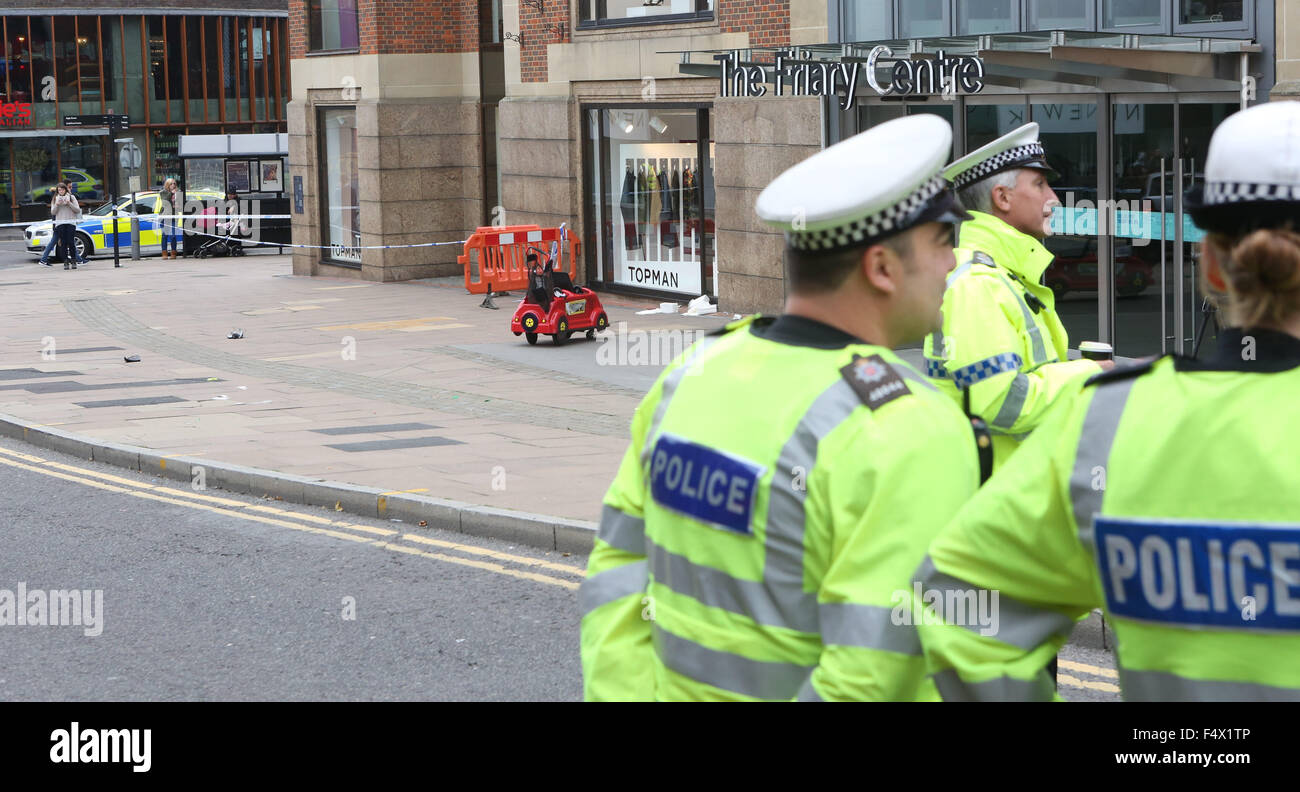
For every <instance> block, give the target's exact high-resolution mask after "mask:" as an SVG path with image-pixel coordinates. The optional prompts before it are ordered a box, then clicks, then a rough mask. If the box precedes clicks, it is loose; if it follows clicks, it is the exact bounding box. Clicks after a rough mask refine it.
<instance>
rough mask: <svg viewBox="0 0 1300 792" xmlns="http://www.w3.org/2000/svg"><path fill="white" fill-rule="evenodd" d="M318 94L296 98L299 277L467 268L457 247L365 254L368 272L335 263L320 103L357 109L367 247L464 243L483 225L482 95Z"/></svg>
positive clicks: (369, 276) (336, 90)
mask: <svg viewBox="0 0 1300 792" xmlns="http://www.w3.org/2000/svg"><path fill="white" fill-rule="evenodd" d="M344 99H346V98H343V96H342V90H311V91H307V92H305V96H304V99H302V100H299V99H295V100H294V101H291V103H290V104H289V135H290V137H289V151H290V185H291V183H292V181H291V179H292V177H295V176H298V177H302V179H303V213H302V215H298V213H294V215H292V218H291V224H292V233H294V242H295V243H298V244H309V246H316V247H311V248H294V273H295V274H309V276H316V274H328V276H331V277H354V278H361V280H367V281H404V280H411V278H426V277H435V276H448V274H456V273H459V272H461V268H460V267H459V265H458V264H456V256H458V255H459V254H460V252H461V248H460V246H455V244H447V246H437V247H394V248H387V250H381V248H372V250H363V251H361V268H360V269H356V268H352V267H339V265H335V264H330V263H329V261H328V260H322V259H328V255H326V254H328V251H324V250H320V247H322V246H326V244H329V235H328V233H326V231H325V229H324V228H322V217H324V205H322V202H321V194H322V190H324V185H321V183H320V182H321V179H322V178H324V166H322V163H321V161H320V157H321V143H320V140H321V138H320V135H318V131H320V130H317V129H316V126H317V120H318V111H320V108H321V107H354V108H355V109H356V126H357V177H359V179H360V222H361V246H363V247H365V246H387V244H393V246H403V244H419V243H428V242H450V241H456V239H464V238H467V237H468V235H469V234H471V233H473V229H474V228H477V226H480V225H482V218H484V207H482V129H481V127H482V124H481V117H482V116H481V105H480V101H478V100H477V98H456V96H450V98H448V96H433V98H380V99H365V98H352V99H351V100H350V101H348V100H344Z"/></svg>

...

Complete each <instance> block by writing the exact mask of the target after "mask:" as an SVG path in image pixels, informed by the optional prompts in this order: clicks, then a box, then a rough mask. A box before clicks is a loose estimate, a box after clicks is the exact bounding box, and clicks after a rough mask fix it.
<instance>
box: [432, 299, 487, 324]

---

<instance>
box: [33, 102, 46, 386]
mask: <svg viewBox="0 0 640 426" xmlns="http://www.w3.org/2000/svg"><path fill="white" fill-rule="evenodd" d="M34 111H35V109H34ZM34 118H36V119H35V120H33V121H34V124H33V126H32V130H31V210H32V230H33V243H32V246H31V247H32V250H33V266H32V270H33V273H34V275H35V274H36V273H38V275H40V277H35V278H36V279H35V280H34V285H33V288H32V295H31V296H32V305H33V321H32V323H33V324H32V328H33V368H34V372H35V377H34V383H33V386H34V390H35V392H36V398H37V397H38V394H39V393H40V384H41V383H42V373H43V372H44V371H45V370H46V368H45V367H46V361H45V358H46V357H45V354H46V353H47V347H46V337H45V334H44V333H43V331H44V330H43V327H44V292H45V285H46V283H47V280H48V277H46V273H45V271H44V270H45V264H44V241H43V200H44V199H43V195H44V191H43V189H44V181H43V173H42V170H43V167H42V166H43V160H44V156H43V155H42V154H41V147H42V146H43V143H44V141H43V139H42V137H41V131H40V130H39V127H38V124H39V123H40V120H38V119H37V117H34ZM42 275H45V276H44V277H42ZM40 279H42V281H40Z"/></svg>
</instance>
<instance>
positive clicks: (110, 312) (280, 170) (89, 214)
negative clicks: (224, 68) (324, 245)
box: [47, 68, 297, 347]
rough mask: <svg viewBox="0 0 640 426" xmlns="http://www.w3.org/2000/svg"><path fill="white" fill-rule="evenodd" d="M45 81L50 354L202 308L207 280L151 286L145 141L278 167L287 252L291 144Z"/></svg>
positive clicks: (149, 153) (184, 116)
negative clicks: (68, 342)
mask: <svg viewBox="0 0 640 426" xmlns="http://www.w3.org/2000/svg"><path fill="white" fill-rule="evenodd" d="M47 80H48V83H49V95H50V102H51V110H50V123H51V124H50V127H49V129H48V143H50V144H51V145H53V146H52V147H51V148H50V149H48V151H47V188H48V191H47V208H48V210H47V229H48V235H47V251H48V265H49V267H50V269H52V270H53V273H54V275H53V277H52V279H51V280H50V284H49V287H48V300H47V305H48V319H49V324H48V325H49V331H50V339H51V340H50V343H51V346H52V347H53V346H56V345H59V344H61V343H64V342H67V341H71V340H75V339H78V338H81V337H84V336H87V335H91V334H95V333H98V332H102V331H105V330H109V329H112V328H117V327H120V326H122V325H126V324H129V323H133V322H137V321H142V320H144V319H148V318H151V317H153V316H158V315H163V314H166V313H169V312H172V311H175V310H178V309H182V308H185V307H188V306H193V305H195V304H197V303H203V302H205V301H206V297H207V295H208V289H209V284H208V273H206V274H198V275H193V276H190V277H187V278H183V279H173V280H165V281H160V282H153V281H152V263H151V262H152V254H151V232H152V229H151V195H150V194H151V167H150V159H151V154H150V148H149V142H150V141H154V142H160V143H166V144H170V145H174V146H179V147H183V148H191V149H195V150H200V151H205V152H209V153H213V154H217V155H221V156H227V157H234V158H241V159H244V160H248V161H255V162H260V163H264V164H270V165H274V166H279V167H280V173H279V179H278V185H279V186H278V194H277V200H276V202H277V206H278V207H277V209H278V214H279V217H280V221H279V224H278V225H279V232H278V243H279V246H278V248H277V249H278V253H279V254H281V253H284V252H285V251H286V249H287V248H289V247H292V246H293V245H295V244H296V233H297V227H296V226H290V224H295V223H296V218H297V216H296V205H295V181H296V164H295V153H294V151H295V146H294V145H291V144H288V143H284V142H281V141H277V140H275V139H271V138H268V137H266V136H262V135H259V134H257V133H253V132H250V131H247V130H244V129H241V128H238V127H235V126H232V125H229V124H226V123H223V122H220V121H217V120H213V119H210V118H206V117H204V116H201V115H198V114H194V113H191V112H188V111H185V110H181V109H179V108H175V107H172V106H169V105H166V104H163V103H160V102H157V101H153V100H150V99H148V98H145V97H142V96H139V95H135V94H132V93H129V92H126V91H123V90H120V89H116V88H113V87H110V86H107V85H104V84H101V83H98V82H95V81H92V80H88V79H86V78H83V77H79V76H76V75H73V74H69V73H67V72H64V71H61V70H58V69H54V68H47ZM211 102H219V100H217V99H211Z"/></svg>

→ **What you should do**
Reproduce the lines above, from the line with "81L50 354L202 308L207" up to and including the line with "positive clicks: (149, 153) (184, 116)". Keep every character unchanged.

→ **Response to this task**
rough mask: <svg viewBox="0 0 640 426" xmlns="http://www.w3.org/2000/svg"><path fill="white" fill-rule="evenodd" d="M45 81L50 354L202 308L207 280L151 286L145 141L278 167L287 252L291 144Z"/></svg>
positive clicks: (149, 153) (184, 116)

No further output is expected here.